### The request:
Starting at the line that contains "trace the outline of every instance of the locomotive windshield" and ending at the line that contains "35 62 L 35 50", write out those lines of the items again with "windshield" swapped for "front window" and nothing else altered.

### Data lines:
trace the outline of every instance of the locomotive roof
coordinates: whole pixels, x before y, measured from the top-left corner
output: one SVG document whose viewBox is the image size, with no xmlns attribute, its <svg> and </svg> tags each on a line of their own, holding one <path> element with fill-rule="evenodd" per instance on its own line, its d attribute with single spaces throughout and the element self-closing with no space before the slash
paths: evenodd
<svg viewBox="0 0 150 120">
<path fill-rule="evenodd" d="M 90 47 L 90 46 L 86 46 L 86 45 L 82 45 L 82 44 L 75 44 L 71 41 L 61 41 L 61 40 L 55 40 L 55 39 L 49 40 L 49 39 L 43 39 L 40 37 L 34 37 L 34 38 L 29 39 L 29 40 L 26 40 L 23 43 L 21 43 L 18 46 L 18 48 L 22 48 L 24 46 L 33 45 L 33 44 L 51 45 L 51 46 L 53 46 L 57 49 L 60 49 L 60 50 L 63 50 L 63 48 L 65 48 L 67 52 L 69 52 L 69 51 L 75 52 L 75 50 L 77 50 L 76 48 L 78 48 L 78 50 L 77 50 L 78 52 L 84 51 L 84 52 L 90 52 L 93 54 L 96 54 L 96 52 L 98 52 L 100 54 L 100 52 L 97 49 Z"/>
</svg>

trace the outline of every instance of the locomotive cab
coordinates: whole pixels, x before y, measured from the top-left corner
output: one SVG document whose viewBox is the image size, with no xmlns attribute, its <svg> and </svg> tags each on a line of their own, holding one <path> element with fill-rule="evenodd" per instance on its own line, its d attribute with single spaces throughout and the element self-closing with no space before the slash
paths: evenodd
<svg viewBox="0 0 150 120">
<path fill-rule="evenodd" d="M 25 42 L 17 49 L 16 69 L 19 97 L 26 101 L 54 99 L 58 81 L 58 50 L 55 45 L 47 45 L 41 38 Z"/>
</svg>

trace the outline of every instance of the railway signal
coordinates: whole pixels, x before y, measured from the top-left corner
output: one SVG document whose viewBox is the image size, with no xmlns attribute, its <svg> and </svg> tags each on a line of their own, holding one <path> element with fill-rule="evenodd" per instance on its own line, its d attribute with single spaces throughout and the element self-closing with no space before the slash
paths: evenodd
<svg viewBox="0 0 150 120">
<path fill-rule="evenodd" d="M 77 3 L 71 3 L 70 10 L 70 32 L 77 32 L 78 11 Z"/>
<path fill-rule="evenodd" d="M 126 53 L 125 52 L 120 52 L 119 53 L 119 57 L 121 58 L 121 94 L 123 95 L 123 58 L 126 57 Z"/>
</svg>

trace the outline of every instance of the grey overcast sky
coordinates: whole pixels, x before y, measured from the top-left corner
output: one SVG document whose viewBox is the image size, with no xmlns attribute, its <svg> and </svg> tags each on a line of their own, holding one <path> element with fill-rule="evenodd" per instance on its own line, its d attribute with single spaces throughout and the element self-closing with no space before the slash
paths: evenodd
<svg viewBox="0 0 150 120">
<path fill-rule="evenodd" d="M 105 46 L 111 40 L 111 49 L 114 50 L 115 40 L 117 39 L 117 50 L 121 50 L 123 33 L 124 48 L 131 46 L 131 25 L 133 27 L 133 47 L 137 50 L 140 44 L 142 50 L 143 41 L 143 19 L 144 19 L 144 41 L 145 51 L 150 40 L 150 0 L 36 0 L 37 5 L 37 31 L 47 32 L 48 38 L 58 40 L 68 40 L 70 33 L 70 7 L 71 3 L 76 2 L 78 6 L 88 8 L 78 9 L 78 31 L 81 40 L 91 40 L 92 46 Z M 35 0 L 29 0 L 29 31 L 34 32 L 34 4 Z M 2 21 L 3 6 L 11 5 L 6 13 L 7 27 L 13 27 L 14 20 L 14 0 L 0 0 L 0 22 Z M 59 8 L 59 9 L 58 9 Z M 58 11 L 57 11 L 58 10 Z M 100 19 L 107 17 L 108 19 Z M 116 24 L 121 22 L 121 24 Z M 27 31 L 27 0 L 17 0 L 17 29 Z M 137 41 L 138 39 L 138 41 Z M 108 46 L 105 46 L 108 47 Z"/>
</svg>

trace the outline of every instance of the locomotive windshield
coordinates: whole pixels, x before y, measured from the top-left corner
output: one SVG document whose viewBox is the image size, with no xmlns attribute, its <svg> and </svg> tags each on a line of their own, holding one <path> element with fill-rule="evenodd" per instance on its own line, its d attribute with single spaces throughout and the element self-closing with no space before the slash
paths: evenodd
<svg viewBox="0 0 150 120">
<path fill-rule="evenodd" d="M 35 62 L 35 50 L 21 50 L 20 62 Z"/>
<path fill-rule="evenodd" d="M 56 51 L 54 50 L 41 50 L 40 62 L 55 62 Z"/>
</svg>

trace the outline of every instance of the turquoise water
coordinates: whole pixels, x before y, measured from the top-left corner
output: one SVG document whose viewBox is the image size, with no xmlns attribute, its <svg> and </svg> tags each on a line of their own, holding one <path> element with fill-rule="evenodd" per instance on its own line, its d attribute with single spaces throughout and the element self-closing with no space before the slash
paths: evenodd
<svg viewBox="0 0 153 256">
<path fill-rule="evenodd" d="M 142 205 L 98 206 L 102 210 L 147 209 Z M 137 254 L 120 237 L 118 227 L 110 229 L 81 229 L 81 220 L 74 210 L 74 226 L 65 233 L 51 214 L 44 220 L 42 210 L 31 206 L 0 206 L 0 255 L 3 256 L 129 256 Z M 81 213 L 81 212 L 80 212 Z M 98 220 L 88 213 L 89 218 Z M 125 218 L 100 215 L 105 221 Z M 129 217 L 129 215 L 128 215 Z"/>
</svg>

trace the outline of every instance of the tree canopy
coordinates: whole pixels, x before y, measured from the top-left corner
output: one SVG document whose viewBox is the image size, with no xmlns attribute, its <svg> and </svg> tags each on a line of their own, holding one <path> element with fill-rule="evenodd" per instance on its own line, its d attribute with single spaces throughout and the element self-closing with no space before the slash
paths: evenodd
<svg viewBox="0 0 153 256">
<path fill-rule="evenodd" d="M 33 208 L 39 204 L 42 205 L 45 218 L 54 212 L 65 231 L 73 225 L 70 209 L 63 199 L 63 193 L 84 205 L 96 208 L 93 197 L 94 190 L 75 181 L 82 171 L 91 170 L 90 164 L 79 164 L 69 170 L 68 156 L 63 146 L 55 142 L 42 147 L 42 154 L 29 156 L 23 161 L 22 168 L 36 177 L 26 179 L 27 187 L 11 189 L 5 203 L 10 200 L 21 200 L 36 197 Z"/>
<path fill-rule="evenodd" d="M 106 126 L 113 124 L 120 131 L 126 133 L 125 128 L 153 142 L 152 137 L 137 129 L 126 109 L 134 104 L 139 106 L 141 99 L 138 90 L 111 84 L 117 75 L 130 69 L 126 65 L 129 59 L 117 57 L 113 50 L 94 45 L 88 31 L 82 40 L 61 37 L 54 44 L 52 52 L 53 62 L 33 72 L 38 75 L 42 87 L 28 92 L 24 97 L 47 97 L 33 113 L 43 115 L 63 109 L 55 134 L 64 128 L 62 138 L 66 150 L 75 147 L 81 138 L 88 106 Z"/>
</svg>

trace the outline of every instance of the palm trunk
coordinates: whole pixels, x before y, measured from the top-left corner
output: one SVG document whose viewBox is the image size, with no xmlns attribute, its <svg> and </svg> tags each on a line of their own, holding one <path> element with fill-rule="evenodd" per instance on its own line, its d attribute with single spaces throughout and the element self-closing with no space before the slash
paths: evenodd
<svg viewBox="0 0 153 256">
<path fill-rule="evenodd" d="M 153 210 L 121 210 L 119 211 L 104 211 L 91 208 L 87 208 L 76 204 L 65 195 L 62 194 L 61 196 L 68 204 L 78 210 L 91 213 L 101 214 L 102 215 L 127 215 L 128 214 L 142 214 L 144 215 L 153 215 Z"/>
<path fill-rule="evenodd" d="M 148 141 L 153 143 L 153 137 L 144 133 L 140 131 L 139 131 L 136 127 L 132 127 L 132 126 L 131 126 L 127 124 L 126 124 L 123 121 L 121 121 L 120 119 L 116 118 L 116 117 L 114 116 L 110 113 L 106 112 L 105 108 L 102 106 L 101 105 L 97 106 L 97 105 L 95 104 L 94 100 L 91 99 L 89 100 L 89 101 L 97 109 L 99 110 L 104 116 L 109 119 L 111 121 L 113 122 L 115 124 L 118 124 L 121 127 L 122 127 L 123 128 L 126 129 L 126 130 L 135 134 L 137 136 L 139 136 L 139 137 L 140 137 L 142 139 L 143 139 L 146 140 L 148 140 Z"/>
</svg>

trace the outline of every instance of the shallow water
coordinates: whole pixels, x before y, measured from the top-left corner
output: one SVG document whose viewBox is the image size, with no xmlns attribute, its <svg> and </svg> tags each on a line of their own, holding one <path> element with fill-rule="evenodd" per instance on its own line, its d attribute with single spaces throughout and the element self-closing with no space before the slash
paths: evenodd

### Result of the exercise:
trace the outline of every instance of the locomotive front window
coordinates: whole pixels, x before y, measured from the top-left corner
output: one SVG document whose viewBox is the image size, with no xmlns attribute, its <svg> and </svg> tags each on a line of their own, holding one <path> element with fill-rule="evenodd" per instance on its own line, its d attribute with single spaces throughout and the element self-closing with no space before the slash
paths: evenodd
<svg viewBox="0 0 150 120">
<path fill-rule="evenodd" d="M 35 62 L 35 50 L 21 50 L 20 62 Z"/>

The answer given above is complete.